# What the exercise asks
Answer these questions from the text below on racism in medicine:
1. How many uninfected men served as a control in the Tuskegee Syphilis Study?
2. Of the 30 women arrested under the Medical University of South Carolina program, how many were Black?
3. What settlement did the 1973 class-action lawsuit on behalf of the Tuskegee victims produce?
··· Text passage ···
Despite advances over the decades in medicine and medical technology, for many years the healthcare industry has delivered negligent care rooted in systemic bias to Black communities. There is a long history of mistreatment and exploitation of Black people in the health care system. Black patients are more likely to experience systemic racism in health care, according to several studies.
Below are four major historical incidents of racism in medicine that are permanently cemented in medical studies.
The Tuskegee Syphilis Study
Beginning in 1932 and lasting until 1972, 600 Black men in Tuskegee, Ala., were experimented on to see the effects of syphilis in the human body in a government-sanctioned project. According to historical records, 399 were infected and another 201 were uninfected as a control, most of them poor sharecroppers from the area.
The research was conducted on the campus of the then-Tuskegee Institute by the U.S. Public Health Service.
The men, who were mostly illiterate, were not informed they were part of a medical study, were attracted by offers of high quality health care rarely received by their peers. But instead of being given medicines to treat syphilis, which were available by 1947, they were told they simply had “bad blood.” Prior to 1947, however, dozens of men had died and their wives and children infected.
In 1972, the Associated Press reported about the 40-year experiment on Black men taking place under the guise of a medical study. That prompted a considerable backlash and, ultimately, a panel blasted the poor ethics of those involved. The study officially ended that year. A 1973 class-action lawsuit on behalf of the victims resulted in a $9 million settlement.
Ferguson v. City of Charleston
In 1989, the Medical University of South Carolina implemented a program that involuntarily and unconstitutionally tested pregnant women in Greenville, S.C., who were looking to receive prenatal care, for traces of cocaine in their system. A positive result would result in the immediate arrest of women seeking treatment. Out of the 30 women arrested, 29 of them were Black. According to the ACLU, one woman spent the final three weeks of her pregnancy in jail, receiving prenatal care in shackles.
The program was dropped by MUSC in 1994 when the U.S. Department of Health and Human Services investigated whether the university had violated the civil rights of its Black patients.
But a group of women who had been arrested as a result of the program brought suit against the MUSC and the City of Charleston, charging violations of their Fourth Amendment rights. The jury found that the women had consented and ruled in favor of the city and the hospital. But the case was appealed all the way to the U.S. Supreme Court.
The court held that the search was, in fact, unconstitutional. In the Supreme Court’s majority opinion, Justice John Paul Stevens wrote: “While state hospital employees, like other citizens, may have a duty to provide the police with evidence of criminal conduct…they have a special obligation to make sure that the patients are fully informed about their constitutional rights.”
J. Marion Sims’ Procedures on Enslaved Black Women
The 19th-century physician was known for years as the “father of modern gynecology” but he received that moniker through brutalmeans. While he contributed to the development of gynecology tools we use today, these techniques were developed through the use of enslaved women in experimentation. In a hospital he built in Montgomery, Ala., in the 1840s, specifically for treating Black women, and was said to be the first to treat a vesicovaginal fistula, which is an opening between the bladder and the wall of the vagina.
··· Supplied information ···
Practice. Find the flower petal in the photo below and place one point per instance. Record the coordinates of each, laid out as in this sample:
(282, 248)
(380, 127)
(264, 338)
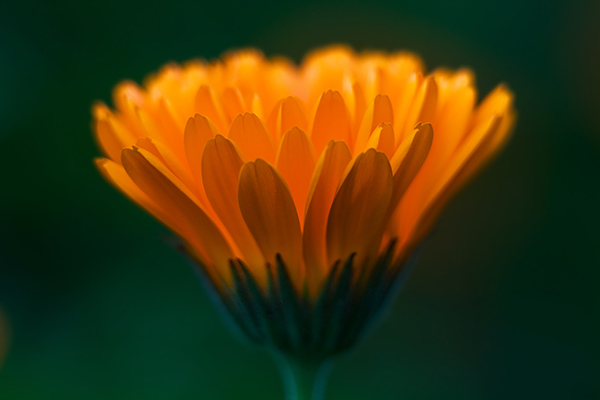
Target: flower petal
(383, 140)
(192, 223)
(268, 209)
(115, 174)
(423, 106)
(380, 110)
(325, 181)
(296, 161)
(207, 104)
(112, 135)
(251, 136)
(408, 160)
(355, 222)
(221, 165)
(198, 131)
(331, 121)
(291, 113)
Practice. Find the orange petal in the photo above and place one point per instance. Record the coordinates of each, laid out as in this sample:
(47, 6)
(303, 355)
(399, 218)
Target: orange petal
(423, 106)
(296, 160)
(291, 113)
(269, 212)
(331, 121)
(383, 140)
(355, 222)
(380, 110)
(207, 104)
(111, 134)
(446, 185)
(408, 160)
(115, 174)
(233, 103)
(221, 165)
(193, 224)
(251, 136)
(325, 180)
(176, 165)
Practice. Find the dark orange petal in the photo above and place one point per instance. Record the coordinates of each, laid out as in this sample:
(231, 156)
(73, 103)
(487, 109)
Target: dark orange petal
(192, 222)
(331, 121)
(296, 161)
(355, 222)
(324, 183)
(251, 136)
(268, 209)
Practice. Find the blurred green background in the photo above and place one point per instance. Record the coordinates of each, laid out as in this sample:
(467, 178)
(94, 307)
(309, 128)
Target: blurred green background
(503, 303)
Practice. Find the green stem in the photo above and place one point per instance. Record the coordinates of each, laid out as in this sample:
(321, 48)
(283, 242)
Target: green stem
(304, 380)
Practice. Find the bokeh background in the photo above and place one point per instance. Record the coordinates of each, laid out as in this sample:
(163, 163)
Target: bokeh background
(504, 303)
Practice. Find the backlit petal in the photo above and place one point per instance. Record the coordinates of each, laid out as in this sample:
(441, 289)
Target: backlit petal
(331, 121)
(251, 136)
(355, 222)
(296, 160)
(268, 209)
(324, 183)
(193, 224)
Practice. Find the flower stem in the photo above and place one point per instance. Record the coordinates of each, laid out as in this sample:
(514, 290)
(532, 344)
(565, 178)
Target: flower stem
(304, 380)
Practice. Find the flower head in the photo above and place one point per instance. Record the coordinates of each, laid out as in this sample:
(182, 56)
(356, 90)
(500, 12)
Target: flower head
(314, 181)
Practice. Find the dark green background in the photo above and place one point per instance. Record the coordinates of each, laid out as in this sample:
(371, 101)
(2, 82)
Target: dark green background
(504, 301)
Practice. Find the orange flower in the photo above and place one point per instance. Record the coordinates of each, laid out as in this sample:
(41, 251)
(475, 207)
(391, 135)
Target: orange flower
(255, 162)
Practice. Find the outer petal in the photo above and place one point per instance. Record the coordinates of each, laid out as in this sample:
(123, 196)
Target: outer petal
(115, 174)
(408, 160)
(251, 136)
(221, 165)
(325, 181)
(207, 104)
(111, 134)
(331, 121)
(291, 113)
(445, 186)
(380, 110)
(383, 140)
(192, 223)
(198, 131)
(355, 222)
(296, 160)
(269, 212)
(423, 106)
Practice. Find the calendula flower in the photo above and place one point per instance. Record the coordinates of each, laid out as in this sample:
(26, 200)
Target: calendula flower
(300, 191)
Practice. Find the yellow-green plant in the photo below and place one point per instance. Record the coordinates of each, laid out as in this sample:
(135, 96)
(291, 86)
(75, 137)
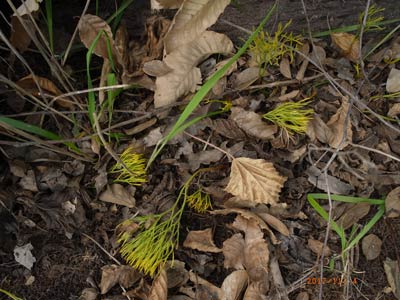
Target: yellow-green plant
(136, 164)
(199, 201)
(158, 234)
(269, 49)
(374, 18)
(292, 117)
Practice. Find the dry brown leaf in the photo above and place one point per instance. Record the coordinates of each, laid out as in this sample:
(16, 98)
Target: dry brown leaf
(393, 81)
(113, 274)
(252, 123)
(371, 246)
(337, 124)
(201, 240)
(354, 214)
(392, 203)
(234, 284)
(156, 68)
(191, 20)
(28, 84)
(177, 275)
(213, 291)
(275, 223)
(317, 246)
(165, 4)
(185, 76)
(89, 27)
(348, 44)
(392, 270)
(159, 289)
(117, 194)
(256, 252)
(232, 249)
(255, 180)
(284, 68)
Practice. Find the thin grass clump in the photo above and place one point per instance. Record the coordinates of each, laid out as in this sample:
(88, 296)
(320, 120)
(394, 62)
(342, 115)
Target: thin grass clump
(292, 117)
(148, 242)
(269, 49)
(133, 169)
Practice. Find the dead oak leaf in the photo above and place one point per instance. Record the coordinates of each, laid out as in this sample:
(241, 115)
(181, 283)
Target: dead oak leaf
(191, 20)
(348, 44)
(255, 180)
(201, 240)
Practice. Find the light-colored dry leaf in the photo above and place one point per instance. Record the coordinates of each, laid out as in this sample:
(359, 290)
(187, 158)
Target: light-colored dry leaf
(201, 240)
(246, 78)
(393, 81)
(234, 284)
(159, 288)
(252, 123)
(232, 249)
(89, 27)
(275, 223)
(371, 246)
(185, 76)
(29, 84)
(354, 214)
(177, 274)
(191, 20)
(117, 194)
(255, 180)
(245, 213)
(156, 68)
(348, 44)
(302, 296)
(392, 270)
(392, 203)
(284, 68)
(317, 246)
(337, 125)
(212, 289)
(89, 294)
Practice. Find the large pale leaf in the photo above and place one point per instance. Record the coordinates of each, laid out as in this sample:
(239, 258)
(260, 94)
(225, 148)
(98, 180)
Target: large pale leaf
(89, 27)
(255, 180)
(185, 76)
(191, 20)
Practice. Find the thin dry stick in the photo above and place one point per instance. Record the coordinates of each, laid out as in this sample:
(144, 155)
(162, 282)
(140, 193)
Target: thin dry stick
(283, 83)
(107, 146)
(74, 34)
(230, 156)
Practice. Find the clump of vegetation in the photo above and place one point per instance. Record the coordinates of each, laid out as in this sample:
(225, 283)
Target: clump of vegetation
(132, 170)
(292, 117)
(269, 49)
(374, 18)
(149, 250)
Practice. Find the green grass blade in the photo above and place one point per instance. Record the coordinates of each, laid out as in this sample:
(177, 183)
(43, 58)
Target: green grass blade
(367, 227)
(10, 295)
(35, 130)
(203, 91)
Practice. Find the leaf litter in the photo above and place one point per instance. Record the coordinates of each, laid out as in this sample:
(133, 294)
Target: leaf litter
(260, 236)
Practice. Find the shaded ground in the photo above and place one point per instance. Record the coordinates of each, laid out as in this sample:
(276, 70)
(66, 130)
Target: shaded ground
(67, 261)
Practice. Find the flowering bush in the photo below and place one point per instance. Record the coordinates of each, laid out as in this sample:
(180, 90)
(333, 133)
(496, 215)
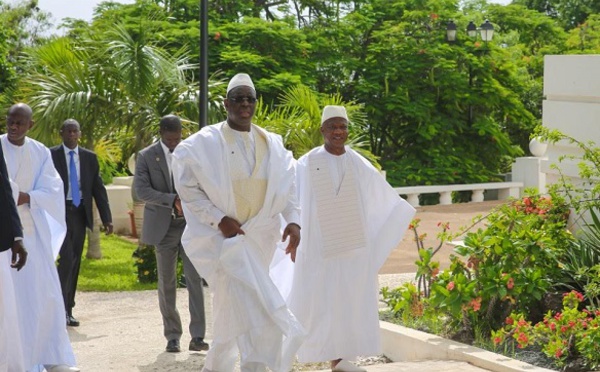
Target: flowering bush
(562, 336)
(501, 268)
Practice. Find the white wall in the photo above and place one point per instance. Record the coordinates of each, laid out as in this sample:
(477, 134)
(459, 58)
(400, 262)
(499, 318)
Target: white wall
(571, 105)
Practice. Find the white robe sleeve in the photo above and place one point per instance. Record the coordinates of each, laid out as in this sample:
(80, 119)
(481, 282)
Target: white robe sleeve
(190, 191)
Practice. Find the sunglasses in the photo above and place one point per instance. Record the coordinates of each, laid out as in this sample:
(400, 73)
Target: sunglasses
(240, 99)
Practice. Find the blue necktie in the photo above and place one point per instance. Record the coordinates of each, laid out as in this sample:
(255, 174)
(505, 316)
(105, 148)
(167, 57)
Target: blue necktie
(74, 184)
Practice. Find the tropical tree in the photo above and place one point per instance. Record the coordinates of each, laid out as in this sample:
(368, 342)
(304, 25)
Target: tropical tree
(116, 85)
(298, 120)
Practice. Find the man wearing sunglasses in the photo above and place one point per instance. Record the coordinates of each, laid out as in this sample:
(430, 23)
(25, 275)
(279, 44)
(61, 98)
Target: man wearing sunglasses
(236, 182)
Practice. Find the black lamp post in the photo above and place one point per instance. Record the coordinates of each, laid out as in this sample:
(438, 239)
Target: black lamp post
(203, 93)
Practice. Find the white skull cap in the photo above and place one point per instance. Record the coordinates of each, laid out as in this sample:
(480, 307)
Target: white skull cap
(240, 80)
(333, 112)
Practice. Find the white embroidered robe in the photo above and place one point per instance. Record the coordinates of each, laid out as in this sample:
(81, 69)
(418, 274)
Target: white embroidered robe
(41, 311)
(249, 312)
(334, 292)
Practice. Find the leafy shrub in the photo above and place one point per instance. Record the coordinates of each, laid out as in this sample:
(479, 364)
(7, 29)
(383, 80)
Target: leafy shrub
(145, 262)
(506, 266)
(563, 336)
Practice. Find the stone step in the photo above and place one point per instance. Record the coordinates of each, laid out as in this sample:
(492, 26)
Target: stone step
(424, 366)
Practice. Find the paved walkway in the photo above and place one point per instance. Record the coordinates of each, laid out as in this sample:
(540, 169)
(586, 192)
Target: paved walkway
(122, 331)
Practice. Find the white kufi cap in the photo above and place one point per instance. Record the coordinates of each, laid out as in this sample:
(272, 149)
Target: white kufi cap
(240, 80)
(333, 112)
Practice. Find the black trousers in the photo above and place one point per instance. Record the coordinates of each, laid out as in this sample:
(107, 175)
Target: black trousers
(69, 260)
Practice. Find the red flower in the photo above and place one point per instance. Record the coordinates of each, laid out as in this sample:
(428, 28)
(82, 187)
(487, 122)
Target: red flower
(476, 303)
(510, 284)
(558, 353)
(522, 339)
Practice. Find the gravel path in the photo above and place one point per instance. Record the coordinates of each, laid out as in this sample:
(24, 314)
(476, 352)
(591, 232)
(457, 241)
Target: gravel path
(122, 331)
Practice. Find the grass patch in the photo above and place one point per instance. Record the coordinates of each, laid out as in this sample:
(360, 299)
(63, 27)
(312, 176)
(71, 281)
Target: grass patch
(115, 271)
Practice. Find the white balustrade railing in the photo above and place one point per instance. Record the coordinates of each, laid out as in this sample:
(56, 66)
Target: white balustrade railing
(505, 191)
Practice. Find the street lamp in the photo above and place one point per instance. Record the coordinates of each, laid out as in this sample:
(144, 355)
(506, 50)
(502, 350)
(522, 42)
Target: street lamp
(486, 31)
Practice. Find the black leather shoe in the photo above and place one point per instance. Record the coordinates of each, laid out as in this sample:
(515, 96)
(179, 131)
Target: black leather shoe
(71, 321)
(173, 346)
(198, 344)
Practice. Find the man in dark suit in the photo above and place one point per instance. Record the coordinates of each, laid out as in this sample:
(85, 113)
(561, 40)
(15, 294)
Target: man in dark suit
(11, 234)
(79, 168)
(163, 227)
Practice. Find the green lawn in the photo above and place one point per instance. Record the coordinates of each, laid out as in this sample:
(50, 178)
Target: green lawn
(115, 271)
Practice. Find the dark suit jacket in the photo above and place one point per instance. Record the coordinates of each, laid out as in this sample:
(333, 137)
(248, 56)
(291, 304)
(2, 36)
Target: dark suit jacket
(10, 227)
(89, 179)
(152, 184)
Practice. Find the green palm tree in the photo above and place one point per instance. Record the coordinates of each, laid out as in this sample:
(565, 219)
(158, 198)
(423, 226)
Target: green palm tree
(115, 83)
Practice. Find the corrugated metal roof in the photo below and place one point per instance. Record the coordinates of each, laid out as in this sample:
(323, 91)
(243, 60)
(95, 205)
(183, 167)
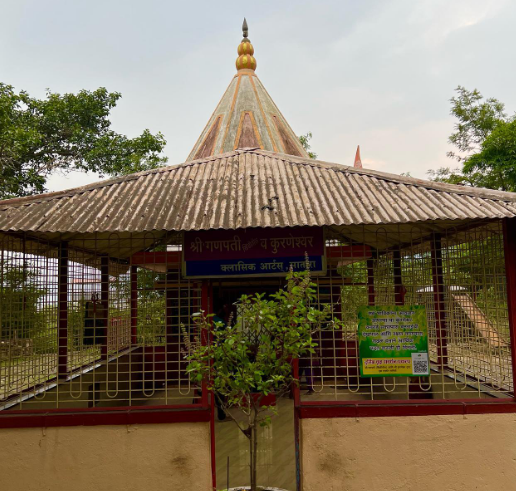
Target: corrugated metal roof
···
# Result for this task
1. 201
2. 29
3. $9 million